Treść poleceń:
1: Proszę wymienić wszystkie miejsca, które według tekstu źródłowego Maciek zajął w poszczególnych konkursach Turnieju Czterech Skoczni.
2: Proszę przełożyć na język angielski zdanie z tekstu źródłowego: „Maciek kiepsko rozpoczął ten sezon, podobnie jak pozostali polscy skoczkowie.”
3: Proszę przepisać z tekstu źródłowego fragment, który otwierają słowa zawierające "Dzięki tym wynikom", a zamykają słowa "miejsce w turnieju.".

Tekst źródłowy:
········
Dzięki tym wynikom poziom Maćka pozwala mu na stałe miejsce w kadrze narodowej, a kibice przynajmniej nie sprzeciwiają się zabieraniu go na kolejne zawody.

Sezon 2012/2013

Maciek kiepsko rozpoczął ten sezon, podobnie jak pozostali polscy skoczkowie. Jednak punktował w miarę regularnie.

Turniej Czterech Skoczni - przełom Maćka

Tutaj ukazał się ukryty talent Maćka. W pierwszym konkursie zajął co prawda 50 miejsce, lecz w Nowy Rok zajął 5. miejsce, wyprzedzając przy tym Kamila Stocha Kolejne konkursy to 9. i 10. miejsce. Łącznie zajął dobre miejsce w turnieju.
········
Wybrane dane:
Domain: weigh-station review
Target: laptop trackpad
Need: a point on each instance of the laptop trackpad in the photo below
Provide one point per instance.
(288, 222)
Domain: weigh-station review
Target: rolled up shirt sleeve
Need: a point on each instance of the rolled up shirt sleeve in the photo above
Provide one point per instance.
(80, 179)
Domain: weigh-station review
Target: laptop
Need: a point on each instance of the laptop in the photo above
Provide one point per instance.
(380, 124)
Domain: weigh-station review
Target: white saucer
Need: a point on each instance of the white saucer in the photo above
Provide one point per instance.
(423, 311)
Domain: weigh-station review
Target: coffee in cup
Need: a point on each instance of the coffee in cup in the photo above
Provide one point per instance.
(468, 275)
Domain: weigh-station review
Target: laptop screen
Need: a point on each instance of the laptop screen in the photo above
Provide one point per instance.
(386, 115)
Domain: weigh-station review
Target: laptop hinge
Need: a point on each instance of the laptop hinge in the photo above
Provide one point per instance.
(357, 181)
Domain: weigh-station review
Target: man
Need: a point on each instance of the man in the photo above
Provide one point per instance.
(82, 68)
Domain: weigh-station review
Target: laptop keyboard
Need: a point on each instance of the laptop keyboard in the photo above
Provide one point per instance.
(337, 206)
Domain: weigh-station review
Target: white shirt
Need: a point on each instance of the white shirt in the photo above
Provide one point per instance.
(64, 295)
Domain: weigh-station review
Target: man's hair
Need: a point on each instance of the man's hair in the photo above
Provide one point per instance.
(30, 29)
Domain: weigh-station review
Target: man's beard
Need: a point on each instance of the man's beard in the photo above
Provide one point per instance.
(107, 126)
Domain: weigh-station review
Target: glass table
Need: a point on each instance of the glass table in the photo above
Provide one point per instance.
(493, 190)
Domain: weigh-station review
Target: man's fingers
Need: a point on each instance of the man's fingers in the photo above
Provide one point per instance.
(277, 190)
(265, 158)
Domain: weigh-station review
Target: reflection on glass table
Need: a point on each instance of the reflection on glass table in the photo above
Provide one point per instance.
········
Pełne odpowiedzi:
1: 50. miejsce, 5. miejsce, 9. miejsce i 10. miejsce.

2: Maciek had a poor start to this season, as did the other Polish ski jumpers.

3:
Dzięki tym wynikom poziom Maćka pozwala mu na stałe miejsce w kadrze narodowej, a kibice przynajmniej nie sprzeciwiają się zabieraniu go na kolejne zawody.

Sezon 2012/2013

Maciek kiepsko rozpoczął ten sezon, podobnie jak pozostali polscy skoczkowie. Jednak punktował w miarę regularnie.

Turniej Czterech Skoczni - przełom Maćka

Tutaj ukazał się ukryty talent Maćka. W pierwszym konkursie zajął co prawda 50 miejsce, lecz w Nowy Rok zajął 5. miejsce, wyprzedzając przy tym Kamila Stocha Kolejne konkursy to 9. i 10. miejsce. Łącznie zajął dobre miejsce w turnieju.